> [REQUIREMENT]:
Copy out all of the records below verbatim, omitting the pictures.

======== TASK DATA

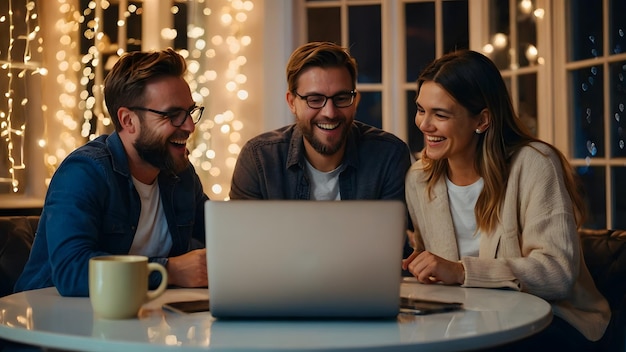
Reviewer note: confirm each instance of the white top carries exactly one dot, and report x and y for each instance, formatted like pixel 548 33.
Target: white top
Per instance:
pixel 489 317
pixel 324 185
pixel 462 202
pixel 152 237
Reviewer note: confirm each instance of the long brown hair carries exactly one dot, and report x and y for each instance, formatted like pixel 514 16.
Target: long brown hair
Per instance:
pixel 475 82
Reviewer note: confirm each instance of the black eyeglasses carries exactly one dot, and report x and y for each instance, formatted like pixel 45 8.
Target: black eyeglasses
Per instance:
pixel 177 116
pixel 318 101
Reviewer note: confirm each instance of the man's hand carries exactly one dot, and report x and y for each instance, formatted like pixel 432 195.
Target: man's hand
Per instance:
pixel 429 268
pixel 188 270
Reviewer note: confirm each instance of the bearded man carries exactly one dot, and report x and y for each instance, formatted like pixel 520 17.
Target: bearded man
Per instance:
pixel 131 192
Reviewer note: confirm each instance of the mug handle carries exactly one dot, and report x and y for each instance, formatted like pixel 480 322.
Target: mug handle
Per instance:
pixel 162 286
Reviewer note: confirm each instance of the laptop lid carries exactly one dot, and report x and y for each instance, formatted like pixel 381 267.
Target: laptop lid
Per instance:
pixel 307 259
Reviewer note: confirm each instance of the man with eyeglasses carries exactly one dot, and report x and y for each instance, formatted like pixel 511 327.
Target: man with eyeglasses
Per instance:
pixel 131 192
pixel 325 154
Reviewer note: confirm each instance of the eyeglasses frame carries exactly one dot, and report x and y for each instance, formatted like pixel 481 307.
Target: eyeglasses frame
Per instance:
pixel 332 98
pixel 167 114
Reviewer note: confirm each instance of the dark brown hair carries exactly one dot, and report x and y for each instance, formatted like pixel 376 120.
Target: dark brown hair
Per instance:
pixel 318 54
pixel 126 82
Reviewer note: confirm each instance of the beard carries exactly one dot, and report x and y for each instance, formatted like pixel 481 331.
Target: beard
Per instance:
pixel 154 150
pixel 320 146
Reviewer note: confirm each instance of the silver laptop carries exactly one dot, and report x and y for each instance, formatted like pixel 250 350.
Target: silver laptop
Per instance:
pixel 304 259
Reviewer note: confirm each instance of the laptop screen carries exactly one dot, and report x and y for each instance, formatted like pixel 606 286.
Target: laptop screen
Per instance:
pixel 294 258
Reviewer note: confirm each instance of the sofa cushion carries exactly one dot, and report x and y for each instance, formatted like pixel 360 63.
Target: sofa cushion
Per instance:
pixel 16 238
pixel 605 255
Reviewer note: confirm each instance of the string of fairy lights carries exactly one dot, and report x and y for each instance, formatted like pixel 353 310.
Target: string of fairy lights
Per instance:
pixel 79 113
pixel 17 69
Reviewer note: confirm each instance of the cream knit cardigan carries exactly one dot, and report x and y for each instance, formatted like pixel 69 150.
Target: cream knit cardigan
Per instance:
pixel 535 247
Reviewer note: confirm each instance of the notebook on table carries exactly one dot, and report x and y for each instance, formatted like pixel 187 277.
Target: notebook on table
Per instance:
pixel 304 259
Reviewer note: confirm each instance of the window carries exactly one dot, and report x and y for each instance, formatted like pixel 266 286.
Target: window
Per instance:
pixel 564 63
pixel 591 73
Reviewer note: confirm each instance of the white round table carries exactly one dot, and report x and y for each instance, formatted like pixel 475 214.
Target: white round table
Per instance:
pixel 490 317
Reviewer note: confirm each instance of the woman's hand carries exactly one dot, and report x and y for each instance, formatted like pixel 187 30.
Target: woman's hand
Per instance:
pixel 429 268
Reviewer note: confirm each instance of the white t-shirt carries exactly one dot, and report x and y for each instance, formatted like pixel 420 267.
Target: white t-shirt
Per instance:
pixel 152 237
pixel 324 185
pixel 462 202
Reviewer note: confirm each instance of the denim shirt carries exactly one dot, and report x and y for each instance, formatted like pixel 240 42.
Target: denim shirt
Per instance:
pixel 92 209
pixel 272 166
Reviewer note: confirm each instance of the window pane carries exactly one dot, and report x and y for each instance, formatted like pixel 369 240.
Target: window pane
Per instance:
pixel 527 88
pixel 617 26
pixel 588 112
pixel 526 35
pixel 455 25
pixel 324 24
pixel 585 29
pixel 365 41
pixel 595 190
pixel 618 108
pixel 420 37
pixel 500 31
pixel 416 138
pixel 369 110
pixel 618 180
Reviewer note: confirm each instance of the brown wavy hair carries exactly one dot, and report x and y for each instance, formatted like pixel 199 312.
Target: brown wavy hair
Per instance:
pixel 476 83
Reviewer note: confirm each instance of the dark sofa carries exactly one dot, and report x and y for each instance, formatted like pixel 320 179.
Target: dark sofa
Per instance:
pixel 604 251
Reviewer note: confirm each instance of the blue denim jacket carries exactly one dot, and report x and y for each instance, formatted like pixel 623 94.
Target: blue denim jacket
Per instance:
pixel 92 208
pixel 272 166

================

> [REPLY]:
Reviewer note: confirm each instance of the white top carries exactly one dot, and report x and y for each instance, formatted like pixel 548 33.
Target: white top
Per instance:
pixel 489 317
pixel 324 185
pixel 462 202
pixel 152 237
Reviewer note: confirm each instance of the long brown hair carries exactly one dot, and report x and y for each instance, formatted like pixel 514 16.
Target: long brown hair
Per instance:
pixel 475 82
Reviewer note: confirm each instance of the black eyeglasses carries exactly one dot, and report x and y for each instance, formatted like pixel 45 8.
Target: black eyeglasses
Per instance:
pixel 177 116
pixel 318 101
Reviewer note: confirm each instance of the man's hand carries exactly one dot, and report x and y for each instance, formatted like pixel 432 195.
Target: man's hand
Per instance:
pixel 429 268
pixel 188 270
Reviewer note: confirm each instance of the bearded man carries exactly one dot, and report x and y for each instance, formatted like pixel 520 17.
Target: bearded man
Per instance:
pixel 131 192
Reviewer note: confirm each instance of the mug handle carries exactly one dot, and report x and y for each instance, formatted like pixel 480 322.
Target: mug handle
Per instance:
pixel 162 286
Reviewer note: confirm each instance of the laptop lid carries exactly one dot, and report x and y for each instance, formatted like pixel 381 267.
Target: laptop lid
Per instance:
pixel 307 259
Reviewer note: confirm each instance of the man with eyeglasses carries exactly one dot, and report x and y for each instance, formatted like pixel 511 327.
Target: man with eyeglasses
Per instance:
pixel 131 192
pixel 325 154
Reviewer note: confirm each instance of the eyeglasses frame carries exactly one dot, and report x and y for each instance, formatted like pixel 481 307.
Target: eyeglasses frame
Per instance:
pixel 332 98
pixel 167 114
Reviewer note: confirm each instance of the dark brown hair carries exactly one dot, and report x and y for each instance, formatted like pixel 376 120.
Target: dark brown hair
Per instance:
pixel 318 54
pixel 126 82
Reviewer note: confirm each instance of the beard carries exactly one dot, and report x and y for each instance, formatted like pixel 481 331.
Target: beard
Per instance:
pixel 154 150
pixel 320 146
Reviewer note: confirm each instance of the silver laptop carries exactly one dot, and report x and y for each instance, formatted like pixel 250 350.
Target: silver laptop
Per instance:
pixel 304 259
Reviewer note: confirm each instance of the laptop screen carries exactly one dot, and report x and y for each instance, formatted like pixel 606 286.
Target: laptop screen
Per instance:
pixel 294 258
Reviewer note: confirm each instance of the sofa cushion carries exactly one dot, and report x and y for each instance, formatted like pixel 360 63.
Target: sofa cushion
Per instance:
pixel 16 238
pixel 605 255
Reviewer note: confirm each instance of the string of fairy lights carries exactly one dot, and report x and y for each instance, formatted like pixel 353 310.
Target: string of fairy lights
Per instance:
pixel 79 113
pixel 17 69
Reviewer note: confirm each instance of the cream knit cardigan carries exactly one dot, and report x and y for each instance, formatted like pixel 69 150.
Target: cream knit cardigan
Per instance:
pixel 535 247
Reviewer note: confirm each instance of the notebook on table carries exactly one dot, and report x and y for each instance, formatted like pixel 187 277.
Target: notebook on table
Per instance:
pixel 304 259
Reviewer note: confirm each instance of the window carries exactly one dot, and report x and y for each instance, formatted like pixel 266 286.
Target: window
Per instance:
pixel 564 63
pixel 591 73
Reviewer note: confirm each instance of the white round table carries exactly one dot, and report x and y for each instance, formatted like pixel 475 214.
Target: white round table
Per instance:
pixel 490 317
Reviewer note: confirm each instance of the woman's hand carries exactly one dot, and report x and y for each instance, formatted like pixel 187 30.
Target: woman's hand
Per instance:
pixel 429 268
Reviewer note: confirm each instance of the white t-shirt carries exactly one dot, and report x and y for each instance, formatted like pixel 420 267.
Target: white t-shirt
Per instance:
pixel 152 237
pixel 324 185
pixel 462 202
Reviewer note: confirm each instance of the denim shirt carries exactly one dot, and report x and y for each instance, formatted like pixel 240 42.
Target: denim shirt
Per instance:
pixel 92 209
pixel 272 166
Reviewer note: confirm each instance of the window pane carries exactly one dot, and report x and y for each instance, formatted like pixel 369 240.
Target: window pane
Per instance:
pixel 527 88
pixel 617 26
pixel 588 112
pixel 526 35
pixel 455 25
pixel 324 24
pixel 585 29
pixel 365 41
pixel 595 190
pixel 618 108
pixel 420 37
pixel 500 31
pixel 416 138
pixel 369 110
pixel 618 180
Reviewer note: confirm each instance of the brown wavy hair carries exactly one dot, and report x and y for each instance, formatted like pixel 199 312.
Target: brown wavy hair
Per instance:
pixel 476 83
Reviewer note: confirm each instance of the dark sofa carries exactly one dot, and report x and y for each instance, formatted like pixel 320 179.
Target: dark sofa
Per instance:
pixel 604 251
Reviewer note: confirm each instance of the blue denim jacket carries exactly one dot, and report x and y for each instance, formatted like pixel 623 94.
Target: blue denim jacket
Per instance:
pixel 92 208
pixel 272 166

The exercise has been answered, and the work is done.